§ **課題**
下の皮膚炎に関する本文から、「原因としては、皮膚のバリア機」で始まり「物療法を行う」ことが3つの柱となります。」まで続く部分を一字も変えずに書き写せ。
------ 本文
原因としては、皮膚のバリア機能の低下、アトピー素因(アレルギー体質)、心理的要因の3つが重なって起きると考えられています。
アトピー性皮膚炎は、「良くなったり、悪くなったりを繰り返しながら、慢性に経過するかゆみを伴う湿疹」と定義されています。当院では、日本皮膚科学会が作成しているガイドラインに沿った適切な治療を行います。治療は、「皮膚のバリア機能を補うために保湿剤を使用」し、「悪化させる因子を除き」、「信頼できる医院で長く通院して薬物療法を行う」ことが3つの柱となります。
当院では、保湿剤の徹底と、重症度に応じて皮膚の炎症やかゆみを抑えるためのステロイド、タクロリムス、JAK阻害薬、PDE4阻害剤の外用を使用し、アレルギー反応やかゆみを軽減させる抗アレルギー剤の内服を併用させています。また難治性の方には生物学的製剤(デュピクセントなど)やJAK阻害薬内服も必要に応じて組み合わせています。アトピー性皮膚炎は良くなったり、悪くなったりを繰り返すがゆえに、いわゆる“ドクターショッピング”をしがちな皮膚疾患です。いい時も悪い時も知っている、信頼できる医院でのしっかりした治療を継続することが大事です。
かぶれ(接触性皮膚炎 せっしょくせいひふえん)
接触性皮膚炎とは、原因になる物質が皮膚に接触し、それが刺激やアレルギー反応となってかゆみを伴う皮疹があらわれます。一般には「かぶれ」とも呼ばれますが、接触した部分に紅斑(あかみ)があらわれて小水疱(水ぶくれ)を生じる場合があります。また化粧品なら顔面、ピアスなら耳、歯科金属なら歯茎や口唇、シャンプーなら頭皮や手のひらなど、多くの皮膚炎は原因となる物質が接触する場所に生じます。そのため接触性皮膚炎を疑う場合は、皮疹があらわれる部位に関連した生活用品などを調べます。
------------
------ 表示行
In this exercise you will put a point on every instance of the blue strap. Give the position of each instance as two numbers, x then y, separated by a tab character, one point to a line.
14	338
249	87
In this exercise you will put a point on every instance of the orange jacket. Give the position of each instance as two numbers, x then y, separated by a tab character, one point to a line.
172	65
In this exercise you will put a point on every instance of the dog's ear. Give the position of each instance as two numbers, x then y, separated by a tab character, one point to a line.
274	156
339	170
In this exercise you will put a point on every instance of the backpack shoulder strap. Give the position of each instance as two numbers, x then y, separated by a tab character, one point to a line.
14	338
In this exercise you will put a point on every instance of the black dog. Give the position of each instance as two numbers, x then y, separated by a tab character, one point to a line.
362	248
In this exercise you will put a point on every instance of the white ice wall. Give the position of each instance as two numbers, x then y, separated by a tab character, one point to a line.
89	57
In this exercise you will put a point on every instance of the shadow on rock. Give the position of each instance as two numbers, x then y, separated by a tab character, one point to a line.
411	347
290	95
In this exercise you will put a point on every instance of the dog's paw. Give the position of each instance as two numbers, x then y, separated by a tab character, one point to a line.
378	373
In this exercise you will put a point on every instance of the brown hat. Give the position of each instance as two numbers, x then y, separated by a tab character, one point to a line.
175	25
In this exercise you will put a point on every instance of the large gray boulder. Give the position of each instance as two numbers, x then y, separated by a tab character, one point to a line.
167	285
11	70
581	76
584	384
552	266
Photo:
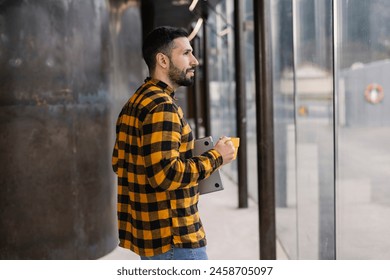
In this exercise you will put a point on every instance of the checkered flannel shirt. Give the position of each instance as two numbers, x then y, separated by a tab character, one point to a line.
158	174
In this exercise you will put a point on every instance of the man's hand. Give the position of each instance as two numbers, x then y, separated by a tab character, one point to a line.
225	147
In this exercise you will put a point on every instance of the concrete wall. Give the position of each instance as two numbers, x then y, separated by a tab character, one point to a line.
64	72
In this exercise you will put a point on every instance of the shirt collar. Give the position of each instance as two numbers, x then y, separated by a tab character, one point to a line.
167	89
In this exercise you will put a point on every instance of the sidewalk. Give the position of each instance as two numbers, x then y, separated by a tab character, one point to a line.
232	233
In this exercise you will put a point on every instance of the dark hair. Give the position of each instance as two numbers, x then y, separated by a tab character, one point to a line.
160	40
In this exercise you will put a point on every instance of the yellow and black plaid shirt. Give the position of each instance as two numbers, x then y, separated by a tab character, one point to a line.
157	174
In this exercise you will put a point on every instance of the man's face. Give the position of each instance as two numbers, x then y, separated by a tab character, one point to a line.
182	63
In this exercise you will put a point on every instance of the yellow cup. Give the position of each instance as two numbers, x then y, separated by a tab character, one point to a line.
236	144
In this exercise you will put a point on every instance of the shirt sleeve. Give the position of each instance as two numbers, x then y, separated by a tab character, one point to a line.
161	140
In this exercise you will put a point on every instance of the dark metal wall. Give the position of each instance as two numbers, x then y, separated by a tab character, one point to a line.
57	193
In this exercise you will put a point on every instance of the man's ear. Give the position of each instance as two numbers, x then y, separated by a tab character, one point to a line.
162	60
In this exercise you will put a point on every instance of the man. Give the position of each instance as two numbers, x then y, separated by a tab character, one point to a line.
153	157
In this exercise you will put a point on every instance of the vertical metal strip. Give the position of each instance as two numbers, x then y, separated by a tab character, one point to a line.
335	44
264	127
206	88
239	54
295	54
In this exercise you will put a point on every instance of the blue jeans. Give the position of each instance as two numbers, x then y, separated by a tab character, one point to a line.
181	254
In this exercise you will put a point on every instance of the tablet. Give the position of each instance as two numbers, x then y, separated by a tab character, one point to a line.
212	183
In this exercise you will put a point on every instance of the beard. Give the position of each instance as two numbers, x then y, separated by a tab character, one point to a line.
179	77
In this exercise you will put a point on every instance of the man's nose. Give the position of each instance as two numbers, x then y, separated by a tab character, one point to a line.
194	62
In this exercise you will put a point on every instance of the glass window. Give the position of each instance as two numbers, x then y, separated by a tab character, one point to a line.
363	129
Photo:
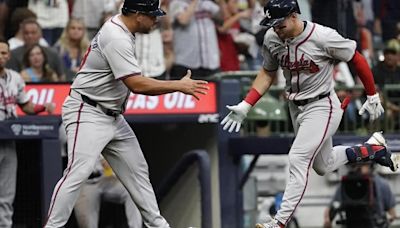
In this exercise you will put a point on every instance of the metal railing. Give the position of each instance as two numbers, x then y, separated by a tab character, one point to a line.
202	159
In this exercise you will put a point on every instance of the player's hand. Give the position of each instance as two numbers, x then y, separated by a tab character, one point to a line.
373	106
193	87
236	116
49	107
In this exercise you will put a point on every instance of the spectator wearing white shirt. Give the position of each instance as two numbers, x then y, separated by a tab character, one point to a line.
52	16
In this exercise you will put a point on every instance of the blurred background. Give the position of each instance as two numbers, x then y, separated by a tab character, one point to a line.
204	177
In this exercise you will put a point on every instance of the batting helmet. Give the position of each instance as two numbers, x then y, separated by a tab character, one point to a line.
276	10
151	7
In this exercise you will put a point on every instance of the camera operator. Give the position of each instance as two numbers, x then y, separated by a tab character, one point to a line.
382	210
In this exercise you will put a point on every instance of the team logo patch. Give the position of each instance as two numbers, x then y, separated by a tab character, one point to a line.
267	14
16	128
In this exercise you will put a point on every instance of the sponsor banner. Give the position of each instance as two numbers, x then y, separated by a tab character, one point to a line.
173	103
20	129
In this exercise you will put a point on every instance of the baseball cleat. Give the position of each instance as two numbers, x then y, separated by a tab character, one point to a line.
377	139
271	223
384	157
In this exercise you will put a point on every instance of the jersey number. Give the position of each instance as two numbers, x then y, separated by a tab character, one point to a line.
85	57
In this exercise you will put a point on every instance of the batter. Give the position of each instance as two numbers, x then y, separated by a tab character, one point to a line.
306	52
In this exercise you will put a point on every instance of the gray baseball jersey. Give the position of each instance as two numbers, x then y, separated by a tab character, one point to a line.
91	132
307	62
111	56
307	59
11	93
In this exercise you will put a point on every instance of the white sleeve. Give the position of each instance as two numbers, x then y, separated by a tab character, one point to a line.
338	47
22	97
209	6
269	63
120	55
175	8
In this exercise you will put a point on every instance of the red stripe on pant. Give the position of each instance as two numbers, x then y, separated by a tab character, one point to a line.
69	167
312	158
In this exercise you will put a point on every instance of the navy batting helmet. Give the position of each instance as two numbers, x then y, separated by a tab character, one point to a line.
276	10
151	7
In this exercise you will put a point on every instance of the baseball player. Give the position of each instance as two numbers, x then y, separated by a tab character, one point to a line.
306	52
11	94
92	112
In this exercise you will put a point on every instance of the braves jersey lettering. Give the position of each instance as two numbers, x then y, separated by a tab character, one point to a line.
110	58
306	59
307	65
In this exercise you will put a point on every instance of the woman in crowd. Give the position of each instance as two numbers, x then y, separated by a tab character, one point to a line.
72	46
36	67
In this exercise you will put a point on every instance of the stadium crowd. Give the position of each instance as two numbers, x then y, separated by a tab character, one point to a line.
49	38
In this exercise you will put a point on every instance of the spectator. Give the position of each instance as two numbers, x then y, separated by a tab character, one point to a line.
72	46
387	16
150	54
382	210
11	5
19	15
52	17
195	38
3	16
32	33
11	94
229	53
337	14
388	71
91	12
36	67
167	35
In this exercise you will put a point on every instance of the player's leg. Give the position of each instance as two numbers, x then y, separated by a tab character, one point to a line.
------------
§ **解答**
原因としては、皮膚のバリア機能の低下、アトピー素因(アレルギー体質)、心理的要因の3つが重なって起きると考えられています。
アトピー性皮膚炎は、「良くなったり、悪くなったりを繰り返しながら、慢性に経過するかゆみを伴う湿疹」と定義されています。当院では、日本皮膚科学会が作成しているガイドラインに沿った適切な治療を行います。治療は、「皮膚のバリア機能を補うために保湿剤を使用」し、「悪化させる因子を除き」、「信頼できる医院で長く通院して薬物療法を行う」ことが3つの柱となります。